**SELECTION**
^^^^^^^^^^^^^^^^

# mortar on shingles



## bountyhunter (Feb 9, 2005)

Just after finishing the chimney chase with cultured stone, a storm blew in and the hail and rain knocked off several stones and LOTS of mortar onto the new heritage shingles. Is there anything out there to remove this mortar or will we have to replace all the shingles which were under the chase?


----------



## AaronB. (Oct 6, 2004)

Methinks I would try a LIGHT pressure wash then a LIGHT acid bath and rinse. The acis will neutralize the corrosive effects of the caustic mortar. Remember...LIGHT...like a diluted muriatic.


----------



## Grumpy (Oct 8, 2003)

Not sure about the acid, but if the mortar was mostly dry it should come off with a light pressure wash.

Aaron don't you think the acid would cause harm to the shingles?


----------



## bountyhunter (Feb 9, 2005)

I may try a light pressure wash. I did try dish soap and TSP with scrub brush and water. It helped some, but since the shingles were only 1 month old and green, you can really tell it is still on them.


----------



## Grumpy (Oct 8, 2003)

Can you tell from the roof or from the ground?

^^^^^^^^^^^^^^^^

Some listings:
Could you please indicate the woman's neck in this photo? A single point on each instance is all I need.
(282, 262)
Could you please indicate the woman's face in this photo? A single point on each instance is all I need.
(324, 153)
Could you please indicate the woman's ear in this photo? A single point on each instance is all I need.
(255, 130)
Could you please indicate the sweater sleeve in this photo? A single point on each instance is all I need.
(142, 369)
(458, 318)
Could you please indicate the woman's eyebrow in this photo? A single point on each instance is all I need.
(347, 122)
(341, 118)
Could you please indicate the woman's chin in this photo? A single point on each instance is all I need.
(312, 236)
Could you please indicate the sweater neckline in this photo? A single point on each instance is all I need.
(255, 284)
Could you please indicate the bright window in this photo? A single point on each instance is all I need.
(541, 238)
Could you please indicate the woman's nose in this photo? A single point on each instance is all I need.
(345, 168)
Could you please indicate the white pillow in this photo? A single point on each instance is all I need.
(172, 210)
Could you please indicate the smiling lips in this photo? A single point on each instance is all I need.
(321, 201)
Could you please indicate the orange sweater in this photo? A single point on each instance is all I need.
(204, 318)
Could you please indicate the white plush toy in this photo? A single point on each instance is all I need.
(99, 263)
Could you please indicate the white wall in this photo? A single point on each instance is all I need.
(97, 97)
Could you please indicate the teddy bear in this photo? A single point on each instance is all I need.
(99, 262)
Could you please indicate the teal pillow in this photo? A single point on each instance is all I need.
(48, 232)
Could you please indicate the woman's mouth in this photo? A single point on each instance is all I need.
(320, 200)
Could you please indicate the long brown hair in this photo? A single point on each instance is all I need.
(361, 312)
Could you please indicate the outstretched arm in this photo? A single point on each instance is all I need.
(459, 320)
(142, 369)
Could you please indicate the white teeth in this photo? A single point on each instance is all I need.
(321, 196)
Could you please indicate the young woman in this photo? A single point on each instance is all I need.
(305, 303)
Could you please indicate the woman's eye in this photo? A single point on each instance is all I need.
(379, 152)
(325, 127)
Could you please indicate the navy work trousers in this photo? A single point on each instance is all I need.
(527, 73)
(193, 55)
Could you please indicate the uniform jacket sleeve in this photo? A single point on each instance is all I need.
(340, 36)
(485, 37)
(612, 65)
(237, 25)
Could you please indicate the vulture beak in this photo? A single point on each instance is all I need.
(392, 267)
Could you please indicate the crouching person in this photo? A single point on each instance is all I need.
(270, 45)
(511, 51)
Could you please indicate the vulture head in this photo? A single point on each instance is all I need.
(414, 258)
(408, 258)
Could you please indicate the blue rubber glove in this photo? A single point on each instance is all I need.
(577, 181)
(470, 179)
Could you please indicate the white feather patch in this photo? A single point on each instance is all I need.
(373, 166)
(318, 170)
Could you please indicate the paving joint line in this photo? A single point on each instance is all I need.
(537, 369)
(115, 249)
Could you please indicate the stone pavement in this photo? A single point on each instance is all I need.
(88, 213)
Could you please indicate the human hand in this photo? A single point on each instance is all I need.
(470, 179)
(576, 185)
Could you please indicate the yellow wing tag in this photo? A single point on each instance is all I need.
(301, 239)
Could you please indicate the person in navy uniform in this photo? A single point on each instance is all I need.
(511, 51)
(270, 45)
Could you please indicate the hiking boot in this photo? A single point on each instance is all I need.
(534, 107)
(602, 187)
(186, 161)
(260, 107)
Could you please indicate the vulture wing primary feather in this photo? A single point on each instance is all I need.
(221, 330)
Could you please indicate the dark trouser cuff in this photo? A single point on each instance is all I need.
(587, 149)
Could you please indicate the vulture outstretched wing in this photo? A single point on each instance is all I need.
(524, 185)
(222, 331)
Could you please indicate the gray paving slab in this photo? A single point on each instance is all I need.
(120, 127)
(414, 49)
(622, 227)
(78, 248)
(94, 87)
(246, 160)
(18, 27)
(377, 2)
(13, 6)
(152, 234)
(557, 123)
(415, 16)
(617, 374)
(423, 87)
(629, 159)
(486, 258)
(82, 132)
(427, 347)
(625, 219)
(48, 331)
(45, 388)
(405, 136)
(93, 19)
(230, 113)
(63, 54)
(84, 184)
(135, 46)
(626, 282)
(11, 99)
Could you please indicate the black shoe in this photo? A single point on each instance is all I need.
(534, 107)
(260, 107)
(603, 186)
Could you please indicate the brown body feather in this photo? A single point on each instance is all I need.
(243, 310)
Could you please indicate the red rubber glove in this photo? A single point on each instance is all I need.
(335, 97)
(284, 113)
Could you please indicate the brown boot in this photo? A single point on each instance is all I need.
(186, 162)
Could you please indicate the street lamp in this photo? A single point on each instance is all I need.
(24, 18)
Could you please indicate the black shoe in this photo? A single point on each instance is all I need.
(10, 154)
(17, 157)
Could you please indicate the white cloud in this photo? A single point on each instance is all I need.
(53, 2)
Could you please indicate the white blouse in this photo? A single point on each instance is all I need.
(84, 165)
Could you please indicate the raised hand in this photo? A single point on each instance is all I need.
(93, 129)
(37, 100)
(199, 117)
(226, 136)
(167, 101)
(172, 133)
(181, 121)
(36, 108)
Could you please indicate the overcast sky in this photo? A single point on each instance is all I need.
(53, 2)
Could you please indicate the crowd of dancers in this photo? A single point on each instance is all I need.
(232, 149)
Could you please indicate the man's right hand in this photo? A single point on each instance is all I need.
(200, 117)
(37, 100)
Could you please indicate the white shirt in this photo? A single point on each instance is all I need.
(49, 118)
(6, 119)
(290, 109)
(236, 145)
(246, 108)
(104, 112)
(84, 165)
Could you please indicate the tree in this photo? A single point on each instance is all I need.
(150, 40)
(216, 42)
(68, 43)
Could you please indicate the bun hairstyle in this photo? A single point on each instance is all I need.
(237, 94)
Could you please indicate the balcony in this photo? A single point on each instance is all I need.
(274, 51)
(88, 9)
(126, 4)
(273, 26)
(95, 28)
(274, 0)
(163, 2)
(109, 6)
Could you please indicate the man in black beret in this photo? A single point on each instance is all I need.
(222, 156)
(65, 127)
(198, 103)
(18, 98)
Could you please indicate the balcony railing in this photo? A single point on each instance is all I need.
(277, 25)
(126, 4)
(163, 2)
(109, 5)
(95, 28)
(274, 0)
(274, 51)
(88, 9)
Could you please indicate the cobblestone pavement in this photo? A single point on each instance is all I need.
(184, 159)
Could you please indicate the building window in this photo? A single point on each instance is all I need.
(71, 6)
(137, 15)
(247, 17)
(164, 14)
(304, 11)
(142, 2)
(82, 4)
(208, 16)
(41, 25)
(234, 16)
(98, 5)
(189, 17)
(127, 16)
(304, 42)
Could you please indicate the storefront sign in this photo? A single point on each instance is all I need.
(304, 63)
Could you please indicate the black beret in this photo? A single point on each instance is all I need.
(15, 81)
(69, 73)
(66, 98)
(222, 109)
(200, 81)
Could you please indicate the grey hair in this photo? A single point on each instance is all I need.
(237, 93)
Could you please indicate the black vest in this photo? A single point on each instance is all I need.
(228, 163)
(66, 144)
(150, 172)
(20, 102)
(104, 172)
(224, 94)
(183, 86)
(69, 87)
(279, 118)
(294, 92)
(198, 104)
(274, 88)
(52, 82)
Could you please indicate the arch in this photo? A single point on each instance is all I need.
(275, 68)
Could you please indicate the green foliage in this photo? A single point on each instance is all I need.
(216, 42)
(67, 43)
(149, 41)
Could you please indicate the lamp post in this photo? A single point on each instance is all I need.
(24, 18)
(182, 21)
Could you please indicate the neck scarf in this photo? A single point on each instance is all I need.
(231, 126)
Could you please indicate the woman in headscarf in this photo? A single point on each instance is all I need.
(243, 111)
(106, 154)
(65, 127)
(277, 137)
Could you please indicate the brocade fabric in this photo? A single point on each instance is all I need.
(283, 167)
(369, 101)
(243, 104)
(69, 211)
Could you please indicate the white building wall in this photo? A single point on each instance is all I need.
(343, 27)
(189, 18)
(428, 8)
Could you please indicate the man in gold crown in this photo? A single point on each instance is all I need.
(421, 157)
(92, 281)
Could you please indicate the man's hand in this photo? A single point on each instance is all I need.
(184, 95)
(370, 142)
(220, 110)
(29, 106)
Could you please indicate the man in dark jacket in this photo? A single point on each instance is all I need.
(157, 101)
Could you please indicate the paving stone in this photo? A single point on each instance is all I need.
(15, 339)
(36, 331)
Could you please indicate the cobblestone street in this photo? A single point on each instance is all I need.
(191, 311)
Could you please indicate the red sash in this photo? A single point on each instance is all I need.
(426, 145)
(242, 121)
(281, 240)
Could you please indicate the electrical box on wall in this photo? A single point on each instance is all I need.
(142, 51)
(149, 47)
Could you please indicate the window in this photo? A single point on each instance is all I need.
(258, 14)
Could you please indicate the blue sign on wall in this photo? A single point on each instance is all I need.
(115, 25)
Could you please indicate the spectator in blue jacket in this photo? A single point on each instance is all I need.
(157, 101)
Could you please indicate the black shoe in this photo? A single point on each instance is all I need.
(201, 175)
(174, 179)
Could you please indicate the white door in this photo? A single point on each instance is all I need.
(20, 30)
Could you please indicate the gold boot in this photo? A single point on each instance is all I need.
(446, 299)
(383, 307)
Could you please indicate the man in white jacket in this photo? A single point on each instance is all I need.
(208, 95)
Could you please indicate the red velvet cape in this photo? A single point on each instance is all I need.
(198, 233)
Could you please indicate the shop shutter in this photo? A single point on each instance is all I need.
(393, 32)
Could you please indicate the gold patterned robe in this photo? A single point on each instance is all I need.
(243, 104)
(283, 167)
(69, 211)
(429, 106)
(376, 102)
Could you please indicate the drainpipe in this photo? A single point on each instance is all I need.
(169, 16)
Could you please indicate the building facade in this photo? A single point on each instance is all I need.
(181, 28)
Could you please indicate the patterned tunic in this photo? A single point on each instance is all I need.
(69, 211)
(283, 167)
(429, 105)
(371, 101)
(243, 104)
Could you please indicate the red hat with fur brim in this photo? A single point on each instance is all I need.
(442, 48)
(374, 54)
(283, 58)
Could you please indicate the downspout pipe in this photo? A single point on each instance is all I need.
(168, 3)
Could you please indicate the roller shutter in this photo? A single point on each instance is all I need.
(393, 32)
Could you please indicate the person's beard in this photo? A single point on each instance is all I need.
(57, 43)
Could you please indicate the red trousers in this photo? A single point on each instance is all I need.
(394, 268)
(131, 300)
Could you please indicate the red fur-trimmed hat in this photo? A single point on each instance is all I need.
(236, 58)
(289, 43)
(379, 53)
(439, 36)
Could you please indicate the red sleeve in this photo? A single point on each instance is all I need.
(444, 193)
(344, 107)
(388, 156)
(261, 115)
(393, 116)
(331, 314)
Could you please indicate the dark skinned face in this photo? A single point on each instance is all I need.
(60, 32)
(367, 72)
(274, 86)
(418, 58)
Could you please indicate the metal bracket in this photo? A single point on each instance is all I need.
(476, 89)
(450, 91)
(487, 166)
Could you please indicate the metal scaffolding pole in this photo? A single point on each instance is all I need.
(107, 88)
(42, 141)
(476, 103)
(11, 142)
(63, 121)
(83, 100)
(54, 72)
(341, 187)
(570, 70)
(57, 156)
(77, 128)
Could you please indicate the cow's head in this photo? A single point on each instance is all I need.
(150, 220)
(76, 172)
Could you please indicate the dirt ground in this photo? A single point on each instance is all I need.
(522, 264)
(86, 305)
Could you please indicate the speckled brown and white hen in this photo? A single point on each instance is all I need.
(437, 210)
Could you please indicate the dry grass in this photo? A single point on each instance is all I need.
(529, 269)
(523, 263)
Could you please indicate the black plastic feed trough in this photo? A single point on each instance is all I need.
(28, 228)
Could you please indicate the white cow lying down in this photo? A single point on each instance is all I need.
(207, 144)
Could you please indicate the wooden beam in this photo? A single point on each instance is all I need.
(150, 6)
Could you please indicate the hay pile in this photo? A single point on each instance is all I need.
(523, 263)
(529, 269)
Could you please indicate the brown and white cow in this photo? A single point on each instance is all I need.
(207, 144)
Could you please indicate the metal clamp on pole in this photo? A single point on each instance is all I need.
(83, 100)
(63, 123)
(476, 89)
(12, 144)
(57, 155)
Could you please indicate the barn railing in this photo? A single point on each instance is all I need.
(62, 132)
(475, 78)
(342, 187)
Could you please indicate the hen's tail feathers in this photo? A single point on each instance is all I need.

^^^^^^^^^^^^^^^^

**TO-DO LIST**
1) In the forum thread about mortar on shingles, what did bountyhunter scrub the shingles with before considering a pressure wash?
2) Please extend the forum thread about mortar on shingles with the next reply, picking up after Grumpy's last question.

**ANSWERS TO THE PROBLEMS**
1) Dish soap and TSP, using a scrub brush and water.

2)
It might be cheaper and less time consuming for you to pay $150 to the roofer who put the roof on to replace the few shingles surrounding the roof and chalking it up to experience.


----------



## AaronB. (Oct 6, 2004)

A diluted and rinsed acid bath will react with the caustic mortar and neutralize both. A good rinse will rid the surface of either. Aphalt is inert. So are the cerammic granules. I would worry more about pressure washer damage.


----------



## bountyhunter (Feb 9, 2005)

You can see it pretty good as soon as you walk out onto the deck. It would be probably a square or two to replace them. This is my own house this time and I did the roof myself. Probably don't have much to loose by acid bathing them and if it does not work, go to the tear off and reshingle. It would have to be on the 12/12 part of the house too!!! Any good suggestions on a specific acid?


----------



## Grumpy (Oct 8, 2003)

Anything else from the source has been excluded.